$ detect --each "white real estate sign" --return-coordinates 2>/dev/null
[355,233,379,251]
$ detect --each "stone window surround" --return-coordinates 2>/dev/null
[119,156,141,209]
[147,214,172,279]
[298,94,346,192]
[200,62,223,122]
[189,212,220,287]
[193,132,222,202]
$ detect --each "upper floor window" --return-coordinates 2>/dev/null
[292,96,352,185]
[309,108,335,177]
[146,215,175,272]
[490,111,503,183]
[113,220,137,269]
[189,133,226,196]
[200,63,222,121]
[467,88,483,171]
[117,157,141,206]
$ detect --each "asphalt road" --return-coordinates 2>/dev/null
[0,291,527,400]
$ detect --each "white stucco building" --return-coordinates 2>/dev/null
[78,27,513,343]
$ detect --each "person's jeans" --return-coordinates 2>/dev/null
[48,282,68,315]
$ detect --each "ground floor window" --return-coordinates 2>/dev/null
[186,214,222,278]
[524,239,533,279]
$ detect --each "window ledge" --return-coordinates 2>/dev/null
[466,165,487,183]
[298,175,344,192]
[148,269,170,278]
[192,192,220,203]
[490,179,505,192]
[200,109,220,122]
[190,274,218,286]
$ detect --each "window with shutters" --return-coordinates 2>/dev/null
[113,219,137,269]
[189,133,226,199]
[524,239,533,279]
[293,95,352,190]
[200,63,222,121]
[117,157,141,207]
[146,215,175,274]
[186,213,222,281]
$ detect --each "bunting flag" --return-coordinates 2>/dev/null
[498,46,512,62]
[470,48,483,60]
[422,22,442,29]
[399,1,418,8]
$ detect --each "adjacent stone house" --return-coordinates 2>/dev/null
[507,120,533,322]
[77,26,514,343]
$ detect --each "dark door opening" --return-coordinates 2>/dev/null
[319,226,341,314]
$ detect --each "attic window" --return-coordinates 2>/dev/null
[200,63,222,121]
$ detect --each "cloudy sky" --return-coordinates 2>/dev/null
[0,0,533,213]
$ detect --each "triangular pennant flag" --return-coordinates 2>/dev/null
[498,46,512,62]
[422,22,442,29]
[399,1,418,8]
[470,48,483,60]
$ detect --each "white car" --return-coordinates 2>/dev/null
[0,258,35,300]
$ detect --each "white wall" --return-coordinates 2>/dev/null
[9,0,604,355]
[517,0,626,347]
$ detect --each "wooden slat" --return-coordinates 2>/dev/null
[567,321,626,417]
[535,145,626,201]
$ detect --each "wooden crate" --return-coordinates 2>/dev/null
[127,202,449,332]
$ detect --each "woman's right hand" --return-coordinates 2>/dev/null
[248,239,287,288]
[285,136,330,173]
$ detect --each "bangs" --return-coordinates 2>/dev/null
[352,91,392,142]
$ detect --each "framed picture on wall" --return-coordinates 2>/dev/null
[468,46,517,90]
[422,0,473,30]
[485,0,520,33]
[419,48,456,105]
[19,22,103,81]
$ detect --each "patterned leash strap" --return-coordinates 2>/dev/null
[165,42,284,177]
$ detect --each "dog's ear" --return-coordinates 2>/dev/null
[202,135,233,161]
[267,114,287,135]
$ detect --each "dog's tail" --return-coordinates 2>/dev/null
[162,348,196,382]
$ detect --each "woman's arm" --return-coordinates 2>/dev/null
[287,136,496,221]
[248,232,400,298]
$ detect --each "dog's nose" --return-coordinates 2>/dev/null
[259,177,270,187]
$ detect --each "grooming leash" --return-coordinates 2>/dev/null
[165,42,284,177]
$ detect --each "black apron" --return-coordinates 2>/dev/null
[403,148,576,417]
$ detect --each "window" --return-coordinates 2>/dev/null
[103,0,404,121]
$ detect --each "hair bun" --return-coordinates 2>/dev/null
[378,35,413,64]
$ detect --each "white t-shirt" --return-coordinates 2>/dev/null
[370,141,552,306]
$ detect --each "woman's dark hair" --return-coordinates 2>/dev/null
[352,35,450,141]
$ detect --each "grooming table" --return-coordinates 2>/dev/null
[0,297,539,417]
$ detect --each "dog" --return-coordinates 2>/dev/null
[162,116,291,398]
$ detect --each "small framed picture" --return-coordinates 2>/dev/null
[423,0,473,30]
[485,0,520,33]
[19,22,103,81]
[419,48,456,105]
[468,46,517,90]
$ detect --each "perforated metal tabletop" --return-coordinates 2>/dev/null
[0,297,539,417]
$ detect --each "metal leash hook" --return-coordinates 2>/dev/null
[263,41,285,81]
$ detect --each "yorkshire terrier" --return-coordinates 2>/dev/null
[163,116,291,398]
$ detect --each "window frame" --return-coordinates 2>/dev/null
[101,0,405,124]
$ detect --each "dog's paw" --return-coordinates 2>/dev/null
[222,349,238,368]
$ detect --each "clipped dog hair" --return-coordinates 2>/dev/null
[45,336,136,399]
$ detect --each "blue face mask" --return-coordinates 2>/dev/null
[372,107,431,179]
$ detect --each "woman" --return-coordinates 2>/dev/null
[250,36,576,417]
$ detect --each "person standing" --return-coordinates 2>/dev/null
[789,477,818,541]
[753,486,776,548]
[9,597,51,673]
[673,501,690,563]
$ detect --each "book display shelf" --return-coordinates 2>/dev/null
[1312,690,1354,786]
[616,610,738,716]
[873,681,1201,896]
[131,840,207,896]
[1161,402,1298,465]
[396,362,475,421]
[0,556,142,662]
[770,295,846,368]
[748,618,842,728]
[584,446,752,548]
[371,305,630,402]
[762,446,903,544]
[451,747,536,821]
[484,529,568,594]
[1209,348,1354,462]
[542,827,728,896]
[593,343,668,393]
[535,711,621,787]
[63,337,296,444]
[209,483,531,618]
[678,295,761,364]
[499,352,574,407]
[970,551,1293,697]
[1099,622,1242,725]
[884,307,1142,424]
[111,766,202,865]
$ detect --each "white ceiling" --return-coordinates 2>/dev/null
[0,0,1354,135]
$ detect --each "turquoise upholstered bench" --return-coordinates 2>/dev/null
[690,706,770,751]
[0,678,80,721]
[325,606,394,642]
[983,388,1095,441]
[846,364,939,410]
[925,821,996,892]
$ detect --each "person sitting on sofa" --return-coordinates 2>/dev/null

> **Exercise task**:
Please show every line of the records above that contains the word "stone".

> **Answer to the task**:
$ detect --each "stone window surround" --return-coordinates 2>/dev/null
$ detect --each "adjacent stone house" --return-coordinates 2>/dev/null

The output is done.